----- Исходный текст -----

О неудавшейся музыкальной карьере
О книгах
Отец был на фронте, мама — в блокадном Ленинграде. Но тут отца вызвали в Москву служить архитектором в министерстве. Из Ленинграда родители собирались очень спешно — у меня даже сохранилась невероятно трогательная бумажка со списком дел, которые надо сделать перед эвакуацией. На сборы было два дня, а потом они должны были по этой знаменитой Дороге жизни как-то выбираться. Количество вещей, которые они могли увезти, было очень ограничено. По рассказам, в Ленинграде у них была замечательная библиотека, и они вывезли некоторое количество любимых и самых важных книг. До сих пор хранятся раритетные букинистические издания футуристов, бесценные книжки, издания Маяковского, Крученых с иллюстрациями Малевича. Было несколько архитектурных книг, в том числе «Образы Венеции», которые в детстве я рассматривал с необычайным волнением. Вообще, Венеция всегда была нашей жизнью, и я всегда знал, что есть такой город. Папа туда так и не попал, хотя стремился всю жизнь. Когда я его навещал в больнице в последний раз, он мне сказал: «Так я и не попал в Венецию». Это был 1987 год. И оказавшись в 95-м в Венеции, я поставил в Сан-Марко свечечку.
Одно из самых сильных впечатлений детства — это наша квартира, в которой почти ничего нет. Мы получили квартиру совершенно пустой — мебель потом стала подъезжать. И я помню эту пустую квартиру без книг — после утраты своей библиотеки папа принципиально не хотел собирать книги. И сейчас, смотря на эту захламленную квартиру, я вспоминаю, как мы прекрасно просторно и светло жили.
Я стараюсь сохранить в квартире обстановку моего детства несмотря на то, что она переполнена вещами. Основная структура расстановки мебели осталась со времен родителей. И для меня очень важно, что пространственно сохраняется все так, как и было. И стол, за которым я работаю, это стол, за которым работал отец. Столовое серебро и посуда тоже в значительной степени с тех времен. Мой прадедушка был камергером императорского двора, и моя мама родилась и жила в Зимнем дворце. Чудом уцелел дедовский фарфор.

----- Предоставленные данные -----

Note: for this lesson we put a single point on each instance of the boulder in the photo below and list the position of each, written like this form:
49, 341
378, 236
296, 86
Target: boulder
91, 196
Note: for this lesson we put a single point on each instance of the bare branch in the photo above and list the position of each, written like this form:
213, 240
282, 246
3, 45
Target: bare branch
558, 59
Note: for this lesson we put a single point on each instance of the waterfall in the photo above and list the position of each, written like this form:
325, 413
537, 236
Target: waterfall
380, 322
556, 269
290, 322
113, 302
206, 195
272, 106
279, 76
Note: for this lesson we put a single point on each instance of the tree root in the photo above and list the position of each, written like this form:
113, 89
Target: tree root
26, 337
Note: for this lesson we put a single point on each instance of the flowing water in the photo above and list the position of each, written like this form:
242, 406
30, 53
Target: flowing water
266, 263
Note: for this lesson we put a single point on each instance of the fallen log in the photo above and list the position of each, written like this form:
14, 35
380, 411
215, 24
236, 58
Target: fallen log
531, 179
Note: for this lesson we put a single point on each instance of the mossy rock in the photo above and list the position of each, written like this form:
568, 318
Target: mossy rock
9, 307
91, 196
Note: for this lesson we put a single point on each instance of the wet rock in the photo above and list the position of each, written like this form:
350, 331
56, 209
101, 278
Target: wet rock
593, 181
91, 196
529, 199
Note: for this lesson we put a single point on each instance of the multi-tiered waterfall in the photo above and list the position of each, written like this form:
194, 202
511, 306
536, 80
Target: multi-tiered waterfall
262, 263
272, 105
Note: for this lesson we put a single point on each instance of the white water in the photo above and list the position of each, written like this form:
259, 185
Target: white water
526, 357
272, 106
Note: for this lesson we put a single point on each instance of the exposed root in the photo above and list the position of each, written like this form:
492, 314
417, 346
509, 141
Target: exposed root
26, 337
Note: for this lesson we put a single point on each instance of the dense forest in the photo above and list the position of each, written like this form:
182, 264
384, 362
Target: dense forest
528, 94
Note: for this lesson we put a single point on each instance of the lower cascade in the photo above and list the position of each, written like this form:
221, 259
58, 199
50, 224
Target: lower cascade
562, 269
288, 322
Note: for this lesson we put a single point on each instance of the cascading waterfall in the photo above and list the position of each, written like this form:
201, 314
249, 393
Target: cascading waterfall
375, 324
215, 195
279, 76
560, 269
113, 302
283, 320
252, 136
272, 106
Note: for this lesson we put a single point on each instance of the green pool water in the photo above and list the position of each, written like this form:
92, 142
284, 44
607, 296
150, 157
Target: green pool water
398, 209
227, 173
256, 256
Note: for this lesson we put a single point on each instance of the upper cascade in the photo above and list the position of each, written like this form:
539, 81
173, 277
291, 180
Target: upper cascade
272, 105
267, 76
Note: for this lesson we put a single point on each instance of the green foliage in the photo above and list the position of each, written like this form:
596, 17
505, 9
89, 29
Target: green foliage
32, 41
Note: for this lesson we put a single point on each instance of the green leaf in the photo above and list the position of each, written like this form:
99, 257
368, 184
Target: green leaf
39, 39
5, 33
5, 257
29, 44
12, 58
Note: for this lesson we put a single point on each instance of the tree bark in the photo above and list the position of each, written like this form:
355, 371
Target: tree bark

-----

Задание ->
Перепишите часть текста, которая начинается словами «Я стараюсь сохранить» и заканчивается словами «уцелел дедовский фарфор.». Замените в ней «фарфор» на «хрусталь». Данные представляют собой отдельный материал и с текстом не связаны.

Выполненное задание ->
Я стараюсь сохранить в квартире обстановку моего детства несмотря на то, что она переполнена вещами. Основная структура расстановки мебели осталась со времен родителей. И для меня очень важно, что пространственно сохраняется все так, как и было. И стол, за которым я работаю, это стол, за которым работал отец. Столовое серебро и посуда тоже в значительной степени с тех времен. Мой прадедушка был камергером императорского двора, и моя мама родилась и жила в Зимнем дворце. Чудом уцелел дедовский хрусталь.